[Saved entries]
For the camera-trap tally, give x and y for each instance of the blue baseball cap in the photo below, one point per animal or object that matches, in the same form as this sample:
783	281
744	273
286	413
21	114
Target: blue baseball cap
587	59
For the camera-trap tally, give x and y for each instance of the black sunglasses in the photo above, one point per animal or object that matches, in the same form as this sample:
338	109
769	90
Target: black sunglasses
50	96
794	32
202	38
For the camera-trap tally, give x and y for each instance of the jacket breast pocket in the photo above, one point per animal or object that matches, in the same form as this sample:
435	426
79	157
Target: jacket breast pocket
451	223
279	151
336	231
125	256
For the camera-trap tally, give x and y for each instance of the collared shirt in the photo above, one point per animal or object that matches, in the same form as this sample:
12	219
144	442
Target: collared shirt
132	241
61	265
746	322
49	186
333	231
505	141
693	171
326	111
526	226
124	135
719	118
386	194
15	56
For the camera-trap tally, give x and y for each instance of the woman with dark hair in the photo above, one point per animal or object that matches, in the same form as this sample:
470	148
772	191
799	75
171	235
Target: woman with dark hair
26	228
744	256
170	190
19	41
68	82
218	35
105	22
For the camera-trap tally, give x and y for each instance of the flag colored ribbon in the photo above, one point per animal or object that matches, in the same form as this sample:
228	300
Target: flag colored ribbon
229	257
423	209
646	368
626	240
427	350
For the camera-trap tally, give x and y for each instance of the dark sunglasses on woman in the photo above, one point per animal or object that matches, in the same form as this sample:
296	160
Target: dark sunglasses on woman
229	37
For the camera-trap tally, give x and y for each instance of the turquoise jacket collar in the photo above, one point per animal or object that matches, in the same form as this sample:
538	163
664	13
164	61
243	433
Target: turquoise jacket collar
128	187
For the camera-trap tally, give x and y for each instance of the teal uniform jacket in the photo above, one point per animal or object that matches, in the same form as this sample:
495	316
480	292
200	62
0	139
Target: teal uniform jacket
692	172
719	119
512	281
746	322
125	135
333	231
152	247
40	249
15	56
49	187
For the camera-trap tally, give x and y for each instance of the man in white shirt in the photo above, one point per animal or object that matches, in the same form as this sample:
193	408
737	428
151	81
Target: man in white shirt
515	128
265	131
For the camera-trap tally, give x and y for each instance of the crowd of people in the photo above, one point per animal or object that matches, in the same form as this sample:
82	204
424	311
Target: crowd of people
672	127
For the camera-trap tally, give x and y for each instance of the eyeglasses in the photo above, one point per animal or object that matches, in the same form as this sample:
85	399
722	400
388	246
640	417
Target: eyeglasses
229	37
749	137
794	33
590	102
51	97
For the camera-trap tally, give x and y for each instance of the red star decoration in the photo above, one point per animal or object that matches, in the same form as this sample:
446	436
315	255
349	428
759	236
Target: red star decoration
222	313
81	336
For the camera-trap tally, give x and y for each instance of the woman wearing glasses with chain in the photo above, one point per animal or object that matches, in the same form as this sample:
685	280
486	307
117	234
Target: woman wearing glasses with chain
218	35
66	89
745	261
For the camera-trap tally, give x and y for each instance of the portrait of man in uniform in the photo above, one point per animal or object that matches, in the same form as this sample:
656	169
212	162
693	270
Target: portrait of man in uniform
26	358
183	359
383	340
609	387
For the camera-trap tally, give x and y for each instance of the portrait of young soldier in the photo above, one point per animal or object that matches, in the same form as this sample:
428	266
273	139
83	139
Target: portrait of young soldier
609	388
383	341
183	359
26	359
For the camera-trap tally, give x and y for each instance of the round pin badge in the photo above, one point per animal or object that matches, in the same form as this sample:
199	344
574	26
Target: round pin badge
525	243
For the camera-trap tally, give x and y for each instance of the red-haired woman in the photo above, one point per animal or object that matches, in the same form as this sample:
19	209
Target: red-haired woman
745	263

**What you are asked to do**
Reproduce the entries exactly, dropping nothing.

**Output for this exercise**
For the camera-trap tally, give x and y for each instance of the blue baseball cap in the photo below, one point per animal or object that matches, in the same form as this sample:
783	281
744	273
286	413
21	114
Target: blue baseball cap
587	59
For the camera-trap tally, give x and y for each instance of the black sunglasses in the photo above, one point per animal or object that matches, in the same form as this sample:
338	109
769	90
Target: black sunglasses
50	96
794	32
202	38
For the camera-trap tally, give x and y for each instance of the jacket breast pocket in the photo above, one point per animal or object that matches, in the same form as this sample:
435	426
79	157
Target: jacket breast pocket
451	223
279	151
336	231
125	256
For the camera-trap tally, give x and y for each instance of the collared shirt in the photo above, one point per animal or object that matches, in the same form as this sample:
12	219
144	442
Target: collared shirt
132	241
61	265
746	322
49	186
333	231
505	141
693	171
326	111
526	226
124	135
719	118
386	194
15	56
For the camera-trap tally, give x and y for each instance of the woman with dark hair in the photo above, one point per animal or object that matches, in the same form as this sample:
470	148
772	191
799	75
171	235
Target: woman with dark hair
26	228
744	256
170	190
19	41
68	82
218	35
105	22
For the camera-trap tally, give x and y for each instance of the flag colored ribbon in the photo above, one point per animal or object that matches, in the same form as this sample:
228	300
Target: flag colored ribbon
229	257
423	209
646	368
626	240
427	350
For the camera-trap tally, give x and y for each instance of the dark sunglasses on woman in the photo above, one point per animal or object that matches, in the same form as this sample:
296	160
Target: dark sunglasses on woman
229	37
For the camera-trap tally, give x and y for each instance of the turquoise jacket collar in the photo above, one point per animal or object that matches, in the same form as this sample:
538	163
664	13
164	61
243	433
Target: turquoise jacket collar
128	187
For the camera-trap tally, give x and y for each instance of the teal uniform jacket in the photo above, one point per animal or object that matches, in the same form as this sample:
495	316
480	292
200	62
0	139
Target: teal uniform jacket
692	172
719	119
512	281
746	322
125	135
333	231
152	247
40	249
15	56
49	187
For the camera-trap tally, give x and y for each instance of the man in white shirt in the photo above, one point per animal or object that matches, in the same form as this sample:
193	408
737	428
151	81
Target: man in white shirt
515	128
265	131
For the camera-trap tally, give x and y for each instance of the crowd of people in the photo above, one point per animal or object that matches, in the same form as this sample:
82	204
424	311
Target: crowd of people
672	127
For the camera-trap tally, give x and y for each instance of the eyeglasses in the photo above, one point per animal or object that matches, in the same form as this sample:
85	399
722	400
388	246
640	417
Target: eyeglasses
229	37
749	137
794	33
590	102
51	97
For the camera-trap tally, give x and y for each instance of the red star decoration in the photo above, one point per animal or object that matches, in the same form as this sample:
446	436
315	255
349	428
759	236
Target: red star decoration
222	313
81	336
For the camera-trap tally, give x and y for each instance of the woman wearing glasses with chain in the photo above, one point per animal or object that matches, in the same form as this sample:
685	280
486	307
117	234
Target: woman wearing glasses with chain
218	35
66	89
745	261
For the camera-trap tally, give x and y for each instance of the portrait of man in uniform in the photo above, one point per animal or object that matches, in the same form as this sample:
656	169
212	162
693	270
Target: portrait of man in uniform
26	358
183	359
383	340
609	387
For the camera-trap tally, give x and y for each instance of the portrait of young soldier in the photo above, one point per animal or object that matches, in the same form as this sample:
428	266
273	139
83	139
Target: portrait of young soldier
609	388
383	341
183	359
26	359
For the camera-trap tally, give x and y for each instance of the round pin badge in the photo above, one point per animal or object that matches, in the same form as this sample:
199	344
574	26
Target: round pin badge
525	243
For the camera-trap tally, give x and y for each instance of the red-haired woman in the photo above, one point per animal or object that matches, in the same form as this sample:
19	209
Target: red-haired woman
745	263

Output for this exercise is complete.